Supplied material:
[Start of Attachment]

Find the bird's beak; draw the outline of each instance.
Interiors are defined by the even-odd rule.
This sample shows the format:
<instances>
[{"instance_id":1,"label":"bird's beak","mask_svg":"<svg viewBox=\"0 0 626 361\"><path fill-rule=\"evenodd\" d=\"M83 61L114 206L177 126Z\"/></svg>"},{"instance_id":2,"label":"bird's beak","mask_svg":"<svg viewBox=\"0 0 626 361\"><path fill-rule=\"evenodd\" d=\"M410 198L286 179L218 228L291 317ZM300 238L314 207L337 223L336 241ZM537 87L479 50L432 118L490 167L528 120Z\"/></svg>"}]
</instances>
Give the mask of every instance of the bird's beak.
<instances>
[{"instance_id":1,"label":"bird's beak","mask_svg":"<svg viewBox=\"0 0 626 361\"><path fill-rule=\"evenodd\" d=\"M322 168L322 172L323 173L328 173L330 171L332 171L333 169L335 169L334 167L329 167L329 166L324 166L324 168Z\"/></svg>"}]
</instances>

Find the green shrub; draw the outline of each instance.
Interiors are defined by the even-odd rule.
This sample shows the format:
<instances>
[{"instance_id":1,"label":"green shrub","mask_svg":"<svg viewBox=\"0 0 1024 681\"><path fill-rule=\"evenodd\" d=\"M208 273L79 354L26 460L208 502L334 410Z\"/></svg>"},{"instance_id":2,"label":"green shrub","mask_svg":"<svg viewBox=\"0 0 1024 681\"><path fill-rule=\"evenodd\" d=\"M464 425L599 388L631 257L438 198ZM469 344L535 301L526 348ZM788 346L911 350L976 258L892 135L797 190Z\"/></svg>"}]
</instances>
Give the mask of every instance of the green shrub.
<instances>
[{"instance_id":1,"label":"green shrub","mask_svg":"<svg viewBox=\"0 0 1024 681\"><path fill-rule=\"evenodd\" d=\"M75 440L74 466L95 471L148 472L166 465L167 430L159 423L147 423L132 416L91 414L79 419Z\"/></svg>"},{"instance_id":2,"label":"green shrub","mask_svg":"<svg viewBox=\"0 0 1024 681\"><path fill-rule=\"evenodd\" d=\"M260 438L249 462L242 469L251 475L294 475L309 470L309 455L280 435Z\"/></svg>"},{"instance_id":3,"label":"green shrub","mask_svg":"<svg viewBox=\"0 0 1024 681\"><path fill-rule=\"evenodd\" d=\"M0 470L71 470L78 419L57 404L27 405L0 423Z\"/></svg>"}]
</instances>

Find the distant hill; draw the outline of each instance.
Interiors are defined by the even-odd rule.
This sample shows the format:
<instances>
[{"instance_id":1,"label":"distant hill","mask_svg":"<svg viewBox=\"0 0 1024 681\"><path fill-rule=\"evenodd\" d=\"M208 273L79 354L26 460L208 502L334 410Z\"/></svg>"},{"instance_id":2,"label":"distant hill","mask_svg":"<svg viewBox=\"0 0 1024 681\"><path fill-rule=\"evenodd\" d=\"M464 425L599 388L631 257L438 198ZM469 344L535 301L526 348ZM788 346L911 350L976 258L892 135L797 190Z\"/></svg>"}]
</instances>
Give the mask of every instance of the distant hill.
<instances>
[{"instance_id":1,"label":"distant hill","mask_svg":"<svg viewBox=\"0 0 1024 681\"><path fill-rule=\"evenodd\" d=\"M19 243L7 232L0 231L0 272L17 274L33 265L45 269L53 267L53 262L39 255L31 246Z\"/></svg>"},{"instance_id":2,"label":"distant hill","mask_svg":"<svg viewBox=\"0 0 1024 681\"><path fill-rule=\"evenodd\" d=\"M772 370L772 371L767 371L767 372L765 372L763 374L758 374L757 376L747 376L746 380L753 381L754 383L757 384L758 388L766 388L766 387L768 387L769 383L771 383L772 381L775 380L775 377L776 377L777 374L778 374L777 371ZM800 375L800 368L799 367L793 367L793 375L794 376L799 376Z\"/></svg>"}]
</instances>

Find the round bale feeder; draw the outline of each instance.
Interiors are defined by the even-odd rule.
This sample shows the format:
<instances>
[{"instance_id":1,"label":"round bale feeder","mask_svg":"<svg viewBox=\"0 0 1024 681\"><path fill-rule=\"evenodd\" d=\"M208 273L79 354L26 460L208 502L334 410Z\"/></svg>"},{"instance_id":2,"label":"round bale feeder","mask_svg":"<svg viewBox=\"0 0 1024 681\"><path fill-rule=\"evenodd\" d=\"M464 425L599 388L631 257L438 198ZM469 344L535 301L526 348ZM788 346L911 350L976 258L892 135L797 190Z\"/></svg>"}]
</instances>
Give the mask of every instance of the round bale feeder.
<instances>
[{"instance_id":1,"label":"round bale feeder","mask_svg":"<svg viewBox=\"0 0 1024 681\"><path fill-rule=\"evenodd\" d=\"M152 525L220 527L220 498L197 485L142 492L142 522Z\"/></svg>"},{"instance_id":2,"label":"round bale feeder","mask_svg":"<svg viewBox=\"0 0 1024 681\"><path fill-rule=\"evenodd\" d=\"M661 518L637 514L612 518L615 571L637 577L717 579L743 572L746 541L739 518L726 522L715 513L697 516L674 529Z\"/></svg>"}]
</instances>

[End of Attachment]

Task objective: Recopy the records without any alteration.

Response box:
Find the bird's beak; draw the outline of each instance.
Interiors are defined by the even-odd rule.
This sample shows the format:
<instances>
[{"instance_id":1,"label":"bird's beak","mask_svg":"<svg viewBox=\"0 0 626 361\"><path fill-rule=\"evenodd\" d=\"M83 61L114 206L177 126Z\"/></svg>"},{"instance_id":2,"label":"bird's beak","mask_svg":"<svg viewBox=\"0 0 626 361\"><path fill-rule=\"evenodd\" d=\"M410 198L286 179L218 228L291 317ZM300 238L314 207L337 223L336 241ZM537 87L479 50L432 118L490 167L528 120Z\"/></svg>"}]
</instances>
Give the mask of every instance of the bird's beak.
<instances>
[{"instance_id":1,"label":"bird's beak","mask_svg":"<svg viewBox=\"0 0 626 361\"><path fill-rule=\"evenodd\" d=\"M322 168L322 172L323 173L328 173L330 171L332 171L333 169L335 169L334 167L329 167L329 166L324 166L324 168Z\"/></svg>"}]
</instances>

Find the green shrub; draw the outline of each instance.
Interiors are defined by the even-odd rule.
This sample shows the format:
<instances>
[{"instance_id":1,"label":"green shrub","mask_svg":"<svg viewBox=\"0 0 1024 681\"><path fill-rule=\"evenodd\" d=\"M208 273L79 354L26 460L208 502L334 410Z\"/></svg>"},{"instance_id":2,"label":"green shrub","mask_svg":"<svg viewBox=\"0 0 1024 681\"><path fill-rule=\"evenodd\" d=\"M464 425L599 388L631 257L438 198ZM469 344L535 301L526 348ZM788 346L911 350L976 258L892 135L797 190Z\"/></svg>"}]
</instances>
Give the mask of every instance of the green shrub.
<instances>
[{"instance_id":1,"label":"green shrub","mask_svg":"<svg viewBox=\"0 0 1024 681\"><path fill-rule=\"evenodd\" d=\"M75 440L74 466L95 471L148 472L166 465L167 430L159 423L147 423L132 416L91 414L79 419Z\"/></svg>"},{"instance_id":2,"label":"green shrub","mask_svg":"<svg viewBox=\"0 0 1024 681\"><path fill-rule=\"evenodd\" d=\"M260 438L249 462L242 469L251 475L294 475L309 470L309 455L280 435Z\"/></svg>"},{"instance_id":3,"label":"green shrub","mask_svg":"<svg viewBox=\"0 0 1024 681\"><path fill-rule=\"evenodd\" d=\"M0 470L71 470L78 419L57 404L27 405L0 423Z\"/></svg>"}]
</instances>

Find the distant hill; draw the outline of each instance.
Interiors are defined by the even-odd rule.
This sample shows the format:
<instances>
[{"instance_id":1,"label":"distant hill","mask_svg":"<svg viewBox=\"0 0 1024 681\"><path fill-rule=\"evenodd\" d=\"M208 273L79 354L26 460L208 502L334 410Z\"/></svg>"},{"instance_id":2,"label":"distant hill","mask_svg":"<svg viewBox=\"0 0 1024 681\"><path fill-rule=\"evenodd\" d=\"M464 425L599 388L631 257L438 198ZM469 344L535 301L526 348ZM788 346L911 350L976 258L892 135L797 190Z\"/></svg>"}]
</instances>
Give the mask of every instance of the distant hill.
<instances>
[{"instance_id":1,"label":"distant hill","mask_svg":"<svg viewBox=\"0 0 1024 681\"><path fill-rule=\"evenodd\" d=\"M19 243L7 232L0 231L0 272L17 274L33 265L45 269L53 267L53 262L39 255L31 246Z\"/></svg>"},{"instance_id":2,"label":"distant hill","mask_svg":"<svg viewBox=\"0 0 1024 681\"><path fill-rule=\"evenodd\" d=\"M772 370L772 371L767 371L767 372L765 372L763 374L758 374L757 376L747 376L746 380L753 381L754 383L757 384L758 388L766 388L766 387L768 387L769 383L771 383L772 381L775 380L775 377L776 377L777 374L778 374L777 371ZM800 375L800 368L799 367L793 367L793 375L794 376L799 376Z\"/></svg>"}]
</instances>

Find the round bale feeder; draw the outline of each instance.
Interiors are defined by the even-odd rule.
This sample shows the format:
<instances>
[{"instance_id":1,"label":"round bale feeder","mask_svg":"<svg viewBox=\"0 0 1024 681\"><path fill-rule=\"evenodd\" d=\"M208 273L79 354L26 460L208 502L334 410Z\"/></svg>"},{"instance_id":2,"label":"round bale feeder","mask_svg":"<svg viewBox=\"0 0 1024 681\"><path fill-rule=\"evenodd\" d=\"M464 425L599 388L631 257L438 198ZM469 344L535 301L526 348ZM788 346L911 350L976 258L892 135L797 190Z\"/></svg>"}]
</instances>
Give the mask of every instance of the round bale feeder.
<instances>
[{"instance_id":1,"label":"round bale feeder","mask_svg":"<svg viewBox=\"0 0 1024 681\"><path fill-rule=\"evenodd\" d=\"M152 525L220 527L220 498L197 485L142 492L142 522Z\"/></svg>"},{"instance_id":2,"label":"round bale feeder","mask_svg":"<svg viewBox=\"0 0 1024 681\"><path fill-rule=\"evenodd\" d=\"M661 518L637 514L612 518L615 571L637 577L717 579L743 572L746 541L739 518L726 522L715 513L697 516L674 529Z\"/></svg>"}]
</instances>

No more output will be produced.